» Task objective: Rename "rough mask" to "coarse mask" everywhere in the items from the start through the line containing "positive clicks: (1109, 259) (1137, 282)", inclusive, and change nothing else. Omit the pictures from your answer.

» Collected data:
◆ ◆ ◆ ◆
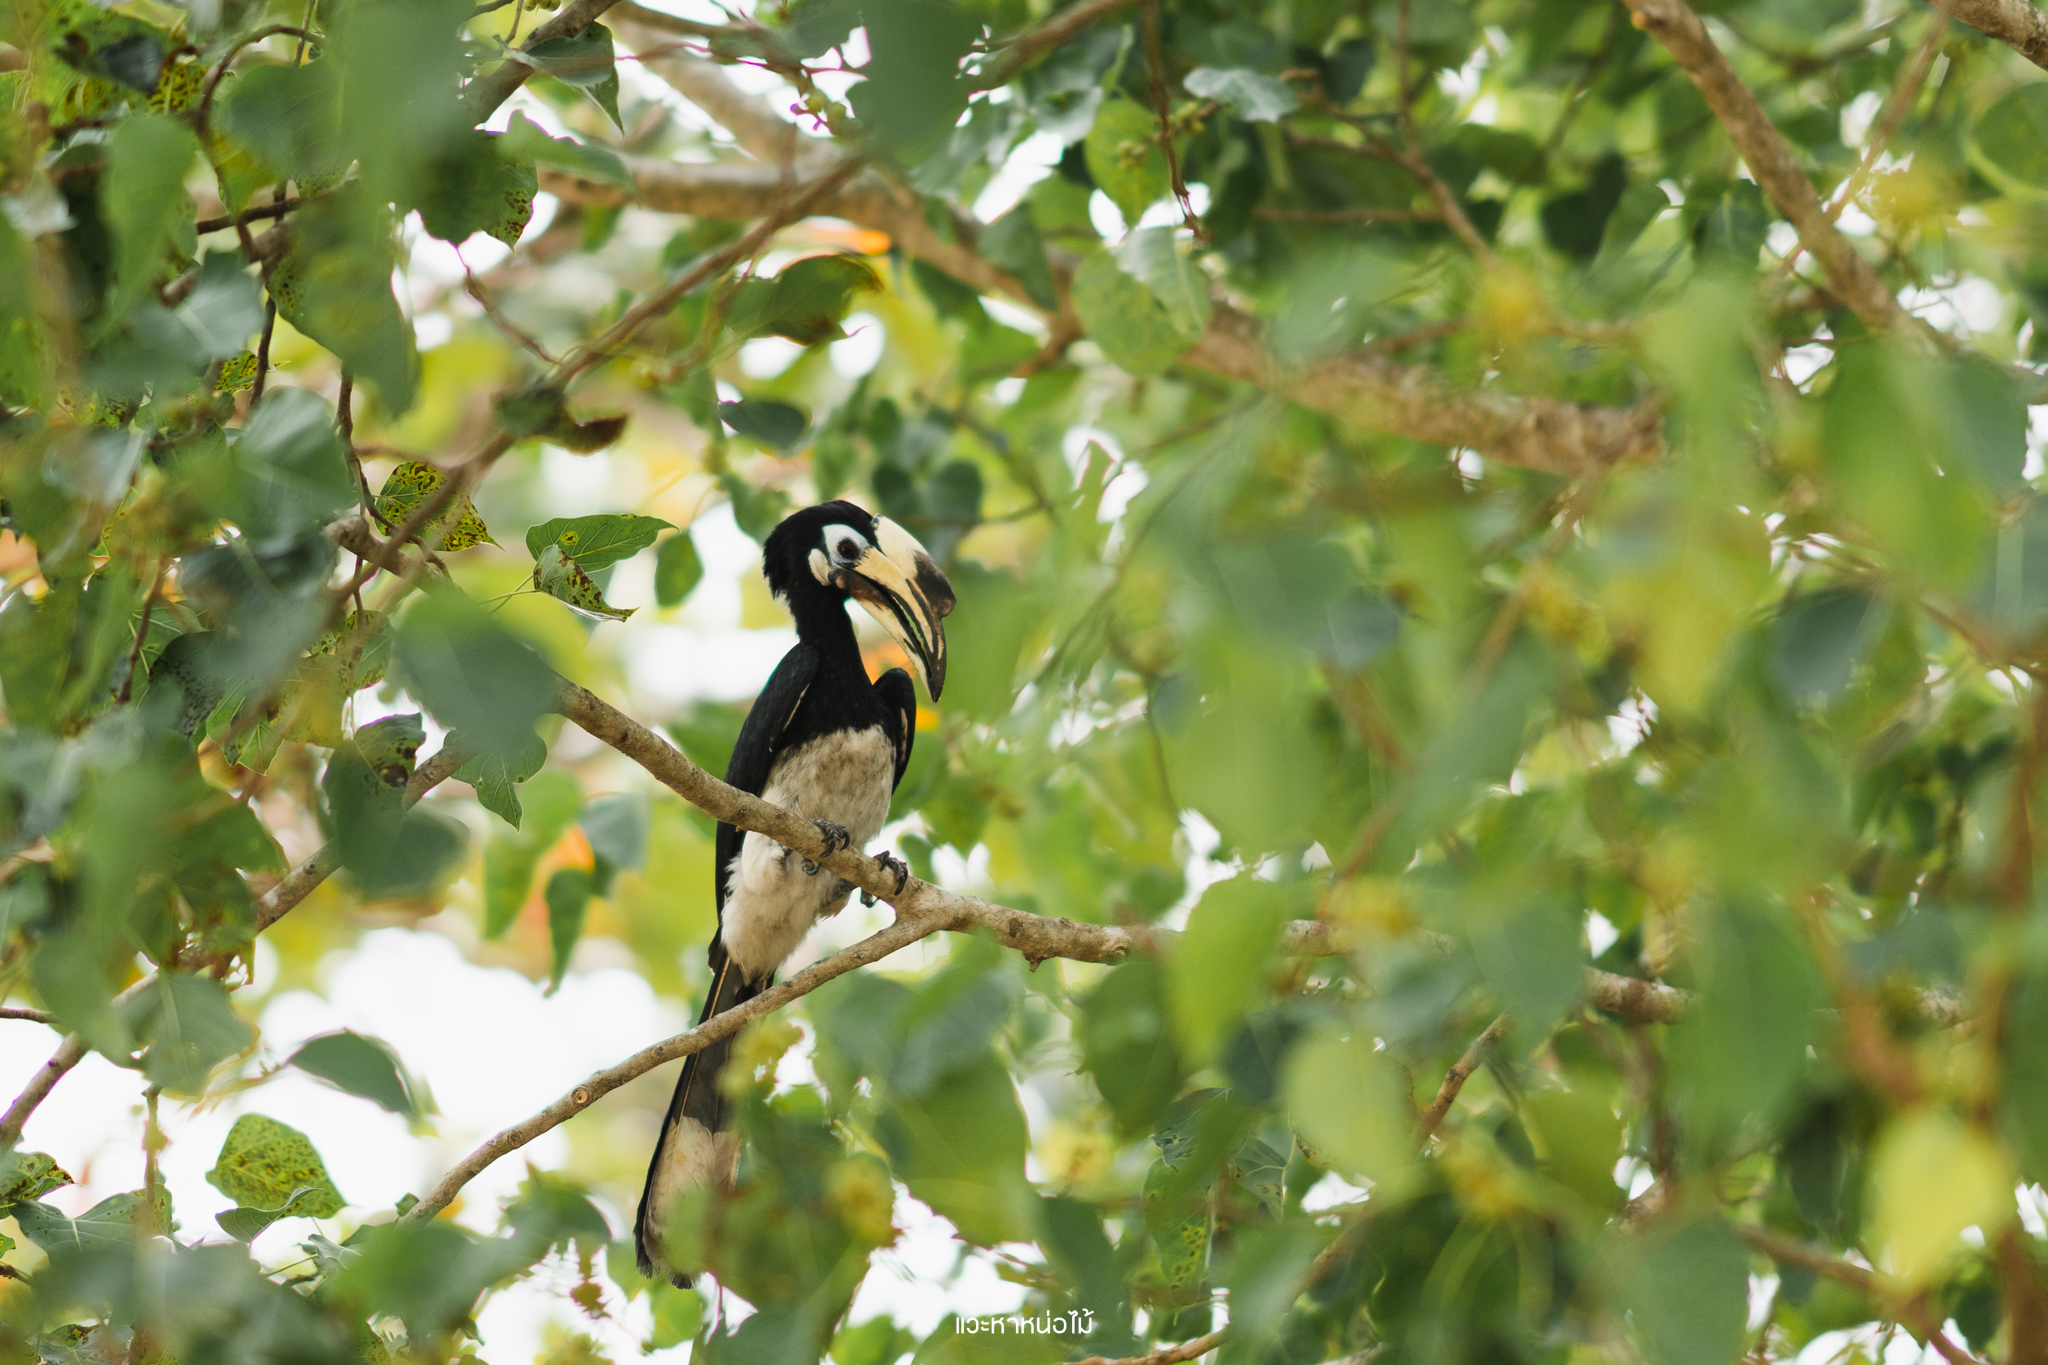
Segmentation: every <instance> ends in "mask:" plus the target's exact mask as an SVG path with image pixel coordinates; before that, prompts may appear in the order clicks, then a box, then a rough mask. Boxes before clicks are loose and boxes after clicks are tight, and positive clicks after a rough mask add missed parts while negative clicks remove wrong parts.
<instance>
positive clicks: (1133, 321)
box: [1073, 250, 1202, 377]
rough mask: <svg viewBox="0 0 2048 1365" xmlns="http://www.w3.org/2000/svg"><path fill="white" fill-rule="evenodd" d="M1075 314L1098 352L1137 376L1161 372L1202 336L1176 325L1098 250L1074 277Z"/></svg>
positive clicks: (1109, 259) (1137, 282)
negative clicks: (1086, 327)
mask: <svg viewBox="0 0 2048 1365" xmlns="http://www.w3.org/2000/svg"><path fill="white" fill-rule="evenodd" d="M1073 311H1075V315H1079V319H1081V325H1083V327H1087V336H1090V340H1094V342H1096V346H1100V348H1102V354H1104V356H1108V358H1110V360H1112V362H1114V364H1118V366H1120V368H1124V370H1128V372H1130V375H1139V377H1145V375H1161V372H1165V368H1167V366H1171V364H1174V360H1178V358H1180V354H1182V352H1184V350H1188V348H1190V346H1194V344H1196V342H1198V340H1200V336H1202V334H1200V329H1194V332H1188V329H1184V327H1180V325H1176V319H1174V313H1169V311H1167V307H1165V305H1163V303H1159V297H1157V295H1153V291H1151V289H1147V287H1145V282H1141V280H1139V278H1135V276H1133V274H1130V272H1126V270H1124V268H1122V266H1118V264H1116V258H1114V256H1112V254H1110V252H1102V250H1098V252H1094V254H1090V258H1087V260H1083V262H1081V268H1079V270H1077V272H1075V274H1073Z"/></svg>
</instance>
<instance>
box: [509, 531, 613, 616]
mask: <svg viewBox="0 0 2048 1365" xmlns="http://www.w3.org/2000/svg"><path fill="white" fill-rule="evenodd" d="M532 585H535V587H539V589H541V591H545V593H547V596H549V598H559V600H561V602H567V604H569V606H573V608H575V610H578V612H588V614H590V616H604V618H608V620H625V618H627V616H631V614H633V612H635V610H637V608H627V610H623V612H621V610H618V608H614V606H606V602H604V589H600V587H598V585H596V581H594V579H592V577H590V575H588V573H584V567H582V565H580V563H575V561H573V559H569V557H567V555H563V553H561V546H559V544H551V546H547V548H545V551H541V557H539V559H537V561H532Z"/></svg>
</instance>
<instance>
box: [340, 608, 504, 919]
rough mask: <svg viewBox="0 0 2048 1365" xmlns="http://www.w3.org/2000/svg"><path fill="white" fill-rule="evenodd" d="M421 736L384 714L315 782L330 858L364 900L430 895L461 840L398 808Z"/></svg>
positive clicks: (427, 820) (456, 849)
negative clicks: (333, 842)
mask: <svg viewBox="0 0 2048 1365" xmlns="http://www.w3.org/2000/svg"><path fill="white" fill-rule="evenodd" d="M416 610H418V608H416ZM528 733H530V731H528ZM424 737H426V731H424V726H422V724H420V716H416V714H410V716H385V718H383V720H377V722H375V724H367V726H362V729H360V731H356V735H354V739H352V741H348V743H346V745H342V747H340V749H336V751H334V755H332V757H330V759H328V772H326V774H324V776H322V782H319V786H322V792H324V794H326V798H328V825H330V831H332V839H334V851H336V857H338V862H340V864H342V868H344V870H346V872H348V874H350V876H352V878H354V880H356V884H358V886H360V888H362V894H365V896H367V898H371V900H383V898H393V896H416V894H422V892H426V890H430V888H432V886H434V884H436V882H438V880H440V878H442V876H444V874H446V872H449V868H451V866H453V864H455V860H457V857H461V853H463V847H465V845H467V841H469V835H467V831H465V829H463V827H461V825H459V823H455V821H451V819H449V817H442V814H432V812H428V810H406V784H408V782H410V780H412V765H414V755H416V753H418V749H420V741H422V739H424Z"/></svg>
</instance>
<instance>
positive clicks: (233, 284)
mask: <svg viewBox="0 0 2048 1365" xmlns="http://www.w3.org/2000/svg"><path fill="white" fill-rule="evenodd" d="M168 317H170V321H172V325H174V327H176V338H178V340H180V344H182V348H184V350H186V354H193V356H201V358H207V360H227V358H229V356H238V354H242V350H244V348H246V346H248V340H250V338H252V336H254V334H256V332H258V329H262V287H260V284H258V282H256V276H254V274H250V272H248V268H246V266H244V264H242V256H240V254H238V252H207V256H205V260H203V262H201V264H199V278H197V280H195V282H193V293H190V297H186V301H184V303H180V305H178V307H176V309H172V311H170V315H168ZM254 377H256V375H254V356H252V358H250V381H254ZM221 381H223V383H225V381H227V375H225V370H223V372H221Z"/></svg>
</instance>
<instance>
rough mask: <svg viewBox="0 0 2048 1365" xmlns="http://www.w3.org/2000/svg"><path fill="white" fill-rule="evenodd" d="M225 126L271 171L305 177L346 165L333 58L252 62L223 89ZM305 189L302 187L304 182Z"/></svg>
mask: <svg viewBox="0 0 2048 1365" xmlns="http://www.w3.org/2000/svg"><path fill="white" fill-rule="evenodd" d="M223 94H225V108H221V111H219V115H215V117H217V119H219V121H221V127H225V131H227V133H229V135H231V137H233V139H236V141H240V143H244V145H246V147H250V149H252V151H256V156H260V158H262V160H264V162H266V164H268V166H270V170H274V172H279V174H283V176H291V178H297V180H305V178H311V176H326V174H332V172H336V170H344V168H346V166H348V162H346V160H344V153H342V86H340V80H338V78H336V70H334V63H332V61H307V63H305V65H250V68H244V70H242V72H238V74H236V78H233V84H231V86H229V88H227V90H223ZM301 192H303V186H301Z"/></svg>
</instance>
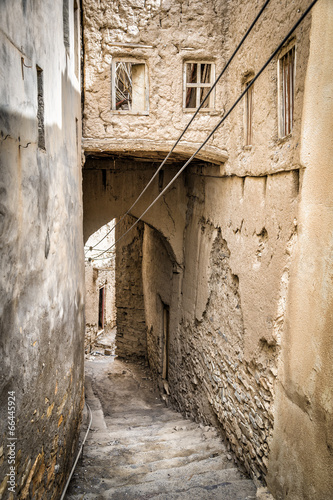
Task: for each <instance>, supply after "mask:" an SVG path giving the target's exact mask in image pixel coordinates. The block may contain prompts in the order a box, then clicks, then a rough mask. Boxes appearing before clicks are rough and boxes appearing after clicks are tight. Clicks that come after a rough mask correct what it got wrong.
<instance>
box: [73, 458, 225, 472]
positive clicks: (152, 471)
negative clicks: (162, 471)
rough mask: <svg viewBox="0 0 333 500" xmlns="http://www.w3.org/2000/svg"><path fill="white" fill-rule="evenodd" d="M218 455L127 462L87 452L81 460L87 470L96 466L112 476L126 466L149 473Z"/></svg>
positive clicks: (133, 468)
mask: <svg viewBox="0 0 333 500" xmlns="http://www.w3.org/2000/svg"><path fill="white" fill-rule="evenodd" d="M89 455H91V453H89ZM218 456H219V455H218V453H217V452H213V453H209V452H207V453H203V452H201V453H200V454H198V453H193V454H191V455H187V456H175V457H164V458H161V457H159V458H158V459H157V460H155V461H151V462H142V461H141V462H139V463H133V462H132V461H131V462H129V463H127V462H126V460H121V459H120V456H119V455H115V456H114V457H108V458H106V457H102V458H100V457H101V455H98V454H96V456H88V454H87V453H85V458H84V459H83V461H82V465H83V466H84V468H85V470H88V468H89V467H93V468H96V470H98V468H100V469H101V470H102V469H103V474H104V473H107V475H110V477H113V471H114V470H117V469H119V468H127V470H128V471H129V472H131V471H135V473H136V474H140V473H142V472H144V473H149V472H155V471H158V470H163V469H172V468H177V467H182V466H184V465H187V464H191V463H194V462H198V463H200V462H203V461H204V460H209V459H213V458H214V459H215V458H218ZM224 458H225V460H227V459H226V457H224ZM105 471H106V472H105Z"/></svg>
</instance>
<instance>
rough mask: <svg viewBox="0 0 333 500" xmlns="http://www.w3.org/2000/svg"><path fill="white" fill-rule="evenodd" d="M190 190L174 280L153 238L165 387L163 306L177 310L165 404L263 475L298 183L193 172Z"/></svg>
mask: <svg viewBox="0 0 333 500" xmlns="http://www.w3.org/2000/svg"><path fill="white" fill-rule="evenodd" d="M186 183H187V185H188V189H189V191H188V194H189V205H188V211H187V225H186V231H185V241H184V248H185V258H184V273H183V274H182V272H181V273H180V274H177V275H173V273H172V264H171V261H170V258H168V256H167V252H166V250H165V248H164V250H163V246H161V240H160V238H159V237H157V236H156V235H154V232H152V230H150V231H149V232H147V234H146V233H145V238H144V267H143V270H144V274H143V276H144V292H145V307H146V318H147V327H148V331H149V334H148V347H149V350H148V353H149V361H150V364H151V367H152V368H153V370H154V371H155V373H156V375H157V377H158V378H159V380H160V382H161V371H162V348H163V346H162V343H163V342H162V335H163V332H162V323H161V321H162V305H161V301H163V302H164V303H166V304H170V305H172V307H171V308H170V316H171V320H170V346H169V353H170V363H169V380H168V382H169V388H170V393H171V395H170V398H168V397H166V396H165V397H166V399H169V401H170V402H171V404H174V405H176V406H177V407H178V408H179V409H180V410H181V411H182V412H184V413H185V414H186V415H187V416H191V417H195V418H196V419H197V420H199V421H205V422H207V423H208V422H209V423H213V424H215V425H220V426H222V428H223V429H224V431H225V435H226V437H227V438H228V440H229V443H230V445H231V447H232V449H233V450H234V452H235V454H236V456H237V458H238V460H239V461H240V462H241V463H243V464H244V465H245V467H246V468H247V470H248V471H250V472H251V473H252V474H253V475H255V476H257V477H263V476H264V475H265V474H266V472H267V467H268V459H269V452H270V442H271V438H272V435H273V427H274V400H275V390H276V377H277V370H278V359H279V354H280V349H281V333H282V329H283V326H284V321H285V304H286V301H287V293H288V283H289V267H290V261H291V255H292V252H293V248H294V244H295V241H296V234H297V224H296V219H295V216H296V210H297V200H298V176H297V175H296V173H295V172H286V173H281V174H275V175H271V176H268V177H267V178H255V177H247V178H245V179H240V178H237V177H233V178H222V179H209V178H205V177H201V176H195V175H188V178H187V181H186ZM175 278H176V279H175ZM161 387H162V388H163V383H162V384H161Z"/></svg>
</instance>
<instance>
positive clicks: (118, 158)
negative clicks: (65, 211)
mask: <svg viewBox="0 0 333 500" xmlns="http://www.w3.org/2000/svg"><path fill="white" fill-rule="evenodd" d="M105 154H106V153H104V156H96V153H94V154H91V153H87V158H86V163H85V166H84V169H83V200H84V203H83V206H84V239H85V241H87V239H88V237H89V236H90V235H91V234H92V233H94V232H95V231H96V230H98V229H99V228H100V227H101V226H102V225H104V224H105V223H107V222H109V221H110V220H111V219H114V218H116V219H117V220H118V224H117V226H116V228H115V240H116V241H118V240H119V238H121V239H120V241H118V243H117V244H116V265H115V288H116V291H115V293H116V310H117V313H116V316H117V320H116V323H117V336H116V346H117V350H116V353H117V354H118V356H121V357H133V356H134V357H145V358H149V361H150V363H151V365H152V367H154V371H155V372H156V373H158V374H159V375H160V376H161V378H162V375H163V376H164V379H166V378H167V377H166V371H167V361H166V358H168V355H169V353H168V352H167V345H168V340H167V339H166V336H167V335H169V333H168V334H167V331H168V332H171V331H172V330H175V329H176V328H177V322H178V315H177V310H178V309H177V306H176V305H177V304H178V303H179V295H180V280H181V276H182V268H183V261H184V248H183V246H184V232H185V228H186V217H187V210H188V200H189V198H188V194H187V191H188V187H187V183H186V176H185V175H184V174H183V175H181V176H180V177H179V178H178V179H177V180H176V182H175V183H174V185H173V186H172V187H171V188H170V189H169V191H168V192H167V193H166V194H165V195H164V196H163V197H162V198H161V199H160V200H159V201H158V202H157V203H156V205H154V206H153V207H152V209H151V210H150V211H149V212H148V213H147V214H145V216H144V217H143V219H142V220H141V221H139V223H137V224H136V226H135V227H134V228H133V229H132V230H131V231H130V232H129V233H128V234H127V235H126V236H125V237H122V236H123V235H124V233H125V232H126V231H127V230H128V229H129V228H130V227H131V225H132V224H133V223H134V222H135V221H136V220H137V218H138V217H139V216H141V214H142V213H143V211H144V210H145V209H146V208H147V206H148V205H149V204H150V203H151V202H152V201H153V200H154V199H155V197H156V196H158V194H159V193H160V192H161V190H162V189H163V188H164V187H165V186H166V185H167V183H168V182H169V181H170V180H171V179H172V177H173V176H174V175H175V173H176V172H177V171H178V170H179V168H180V167H181V166H182V165H183V163H184V160H186V157H185V156H183V155H181V156H179V155H178V156H176V157H174V158H173V160H172V161H171V162H169V163H167V164H166V166H165V167H164V169H163V170H162V171H161V172H160V173H159V175H158V176H157V177H156V179H154V181H153V183H152V185H151V186H150V188H149V189H148V190H147V192H146V193H145V194H144V195H143V197H142V199H140V200H139V202H138V203H137V205H135V206H134V207H133V209H132V210H131V214H130V215H127V216H126V217H125V218H124V219H123V220H121V221H120V222H119V219H121V218H122V216H123V214H124V213H126V211H128V209H129V208H130V207H131V205H132V204H133V202H134V201H135V200H136V199H137V197H138V196H139V194H140V193H141V192H142V190H143V189H144V187H145V186H146V185H147V183H148V182H149V180H150V179H151V177H152V176H153V174H154V172H155V171H156V169H157V167H158V165H159V164H160V161H156V160H155V161H154V160H153V159H152V158H150V159H147V158H141V157H140V158H138V157H136V156H133V155H134V153H132V155H130V154H128V155H127V156H119V155H115V154H112V156H105ZM159 156H161V158H159V157H158V158H157V159H158V160H159V159H161V160H162V158H163V157H164V153H163V156H162V154H161V155H159ZM180 160H182V161H180ZM200 165H201V166H202V165H203V162H202V160H199V161H196V162H195V164H194V168H199V167H200ZM104 243H105V242H104ZM99 247H101V248H104V247H103V244H101V245H99ZM166 322H167V324H168V328H166Z"/></svg>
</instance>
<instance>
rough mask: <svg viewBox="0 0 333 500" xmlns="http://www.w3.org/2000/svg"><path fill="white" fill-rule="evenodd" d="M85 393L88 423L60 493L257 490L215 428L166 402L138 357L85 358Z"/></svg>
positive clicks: (254, 493)
mask: <svg viewBox="0 0 333 500" xmlns="http://www.w3.org/2000/svg"><path fill="white" fill-rule="evenodd" d="M86 398H87V402H88V404H89V406H90V408H91V410H92V426H91V430H90V433H89V435H88V438H87V441H86V443H85V445H84V449H83V457H81V458H80V460H79V462H78V465H77V467H76V470H75V472H74V475H73V479H72V481H71V483H70V485H69V489H68V492H67V496H66V500H83V499H84V500H89V499H94V500H95V499H96V500H98V499H112V500H123V499H128V500H139V499H148V498H149V499H150V498H151V499H154V500H164V499H165V500H166V499H168V500H173V499H182V500H185V499H192V500H194V499H197V500H204V499H207V500H208V499H226V500H227V499H228V500H254V499H255V498H258V497H256V487H255V485H254V483H253V482H252V481H251V480H250V479H248V477H247V476H246V475H244V474H243V473H242V472H241V471H240V470H239V469H238V468H237V466H236V465H235V463H234V460H233V457H232V455H231V452H229V451H227V449H226V446H225V445H224V443H223V442H222V441H221V439H220V437H218V436H217V432H216V430H215V429H213V428H212V427H209V426H206V427H205V426H203V425H198V424H196V423H194V422H193V421H191V420H188V419H185V418H183V417H182V416H181V414H180V413H177V412H176V411H173V410H171V409H169V408H166V406H165V403H164V401H163V400H161V399H160V396H159V393H158V392H157V391H156V390H155V389H154V386H153V382H152V379H151V374H150V371H149V369H148V368H147V367H145V366H143V365H142V364H135V363H132V362H126V361H121V360H118V359H114V358H113V356H102V355H96V356H95V357H94V359H90V360H87V361H86ZM86 428H87V425H84V426H83V433H84V432H85V431H86ZM260 498H262V499H263V498H268V497H266V496H261V497H260Z"/></svg>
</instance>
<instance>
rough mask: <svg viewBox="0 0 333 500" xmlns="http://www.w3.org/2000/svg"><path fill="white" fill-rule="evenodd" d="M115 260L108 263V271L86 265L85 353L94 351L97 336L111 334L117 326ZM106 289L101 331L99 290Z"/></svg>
◆ ◆ ◆ ◆
» Result:
Segmentation: every <instance> ends in "mask:" plus the target's exact mask as an SVG path with image pixel coordinates; before that, prompts may appear in the order clicks, then a box, then a coarse mask. Boxes before clicks are loose and boxes after clicks are tight, and positive clicks after a coarse mask add missed parts while negative clicks remove wrong parts.
<instance>
positive clicks: (1133, 321)
box: [1073, 250, 1202, 377]
coarse mask: <svg viewBox="0 0 2048 1365" xmlns="http://www.w3.org/2000/svg"><path fill="white" fill-rule="evenodd" d="M1075 314L1098 352L1137 376L1161 372L1202 336L1176 325L1098 250L1074 277Z"/></svg>
positive clicks: (1109, 259) (1137, 282)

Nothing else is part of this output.